Copy the listing below line for line, changing nothing.

-- Begin MATERIAL FOR THIS EXERCISE --

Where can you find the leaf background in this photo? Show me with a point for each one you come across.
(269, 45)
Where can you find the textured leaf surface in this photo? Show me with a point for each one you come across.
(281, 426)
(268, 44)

-- End MATERIAL FOR THIS EXERCISE --

→ THE COMPLETED TASK
Where can you find the leaf background in this photo? Show me with a point for each one you come across.
(269, 45)
Where can you find the textured leaf surface in this photo? Show me with a point for each one you come across.
(281, 426)
(268, 44)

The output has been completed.